◆ **What needs to be done**: Copy out the lines below word for word, from the one containing "Practice. For this step, pick out the yellow" through the one containing "point(229, 41)", including both ends and nothing else. Leave out the pictures.

◆ **Material shown**:
---------------

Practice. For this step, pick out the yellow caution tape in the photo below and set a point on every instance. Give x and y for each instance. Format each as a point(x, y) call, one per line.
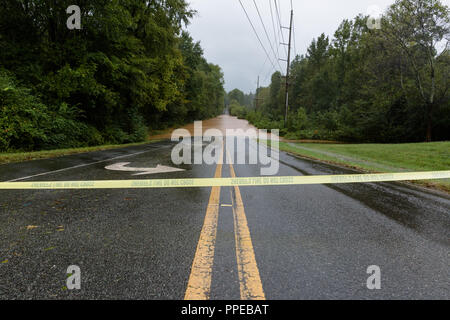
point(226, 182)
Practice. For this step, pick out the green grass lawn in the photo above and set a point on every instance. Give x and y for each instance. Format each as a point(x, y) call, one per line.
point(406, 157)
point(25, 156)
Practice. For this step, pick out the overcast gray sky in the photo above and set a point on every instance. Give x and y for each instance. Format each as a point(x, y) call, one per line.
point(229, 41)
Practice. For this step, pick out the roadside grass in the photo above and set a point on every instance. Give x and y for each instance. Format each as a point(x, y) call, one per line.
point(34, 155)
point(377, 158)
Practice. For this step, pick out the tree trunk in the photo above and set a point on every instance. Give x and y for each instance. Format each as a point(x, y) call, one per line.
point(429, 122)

---------------

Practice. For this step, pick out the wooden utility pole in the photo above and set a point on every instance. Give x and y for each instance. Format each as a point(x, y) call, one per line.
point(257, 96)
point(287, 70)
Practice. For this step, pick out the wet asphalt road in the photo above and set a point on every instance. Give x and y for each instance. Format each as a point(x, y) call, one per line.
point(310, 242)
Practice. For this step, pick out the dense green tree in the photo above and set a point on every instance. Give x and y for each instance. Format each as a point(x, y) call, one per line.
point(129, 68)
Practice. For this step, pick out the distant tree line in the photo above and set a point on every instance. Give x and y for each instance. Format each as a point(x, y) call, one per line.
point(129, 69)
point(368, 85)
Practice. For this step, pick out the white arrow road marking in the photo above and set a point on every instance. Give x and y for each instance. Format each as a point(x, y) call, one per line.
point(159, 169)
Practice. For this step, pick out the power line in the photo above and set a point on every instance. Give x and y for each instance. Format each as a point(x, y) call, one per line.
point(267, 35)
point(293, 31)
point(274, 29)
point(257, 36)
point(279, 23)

---------------

◆ **Task solution**:
Practice. For this step, pick out the yellow caution tape in the photo below and set a point on every instance. Give x and y for each instance. Format each as a point(x, y) call, one per line.
point(226, 182)
Practice. For this step, pick out the green grass lawn in the photo above and set a point on every instance. Give x and y for each instance. Format each as a point(x, y) call, one per line.
point(406, 157)
point(25, 156)
Practice. For this step, pick out the overcast gray sky in the photo above and set a point on every instance. Give x and y for each instance. Format each as a point(x, y) call, one per line.
point(229, 41)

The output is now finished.